# [SUPPLIED DATA]

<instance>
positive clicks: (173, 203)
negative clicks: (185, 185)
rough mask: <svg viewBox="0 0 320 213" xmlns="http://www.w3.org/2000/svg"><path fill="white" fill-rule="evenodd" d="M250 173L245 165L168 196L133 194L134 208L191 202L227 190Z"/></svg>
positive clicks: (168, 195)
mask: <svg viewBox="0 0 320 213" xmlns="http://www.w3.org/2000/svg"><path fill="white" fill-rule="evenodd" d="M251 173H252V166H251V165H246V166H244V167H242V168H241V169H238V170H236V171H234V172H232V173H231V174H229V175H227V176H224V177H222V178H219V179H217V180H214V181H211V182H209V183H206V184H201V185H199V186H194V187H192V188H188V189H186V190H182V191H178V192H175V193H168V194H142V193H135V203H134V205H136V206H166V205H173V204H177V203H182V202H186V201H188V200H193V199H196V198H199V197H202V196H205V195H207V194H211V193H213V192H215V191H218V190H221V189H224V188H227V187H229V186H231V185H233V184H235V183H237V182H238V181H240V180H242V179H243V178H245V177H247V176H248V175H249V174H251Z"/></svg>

# [TASK OBJECTIVE]
Once you find the line with "positive clicks: (173, 203)" above, print it and every line after it up to and including the line with "rough mask: <svg", exactly as written and nothing else.

# [EXERCISE ANSWER]
positive clicks: (173, 203)
negative clicks: (185, 185)
rough mask: <svg viewBox="0 0 320 213" xmlns="http://www.w3.org/2000/svg"><path fill="white" fill-rule="evenodd" d="M250 173L245 165L168 196L133 194L134 208L191 202L227 190Z"/></svg>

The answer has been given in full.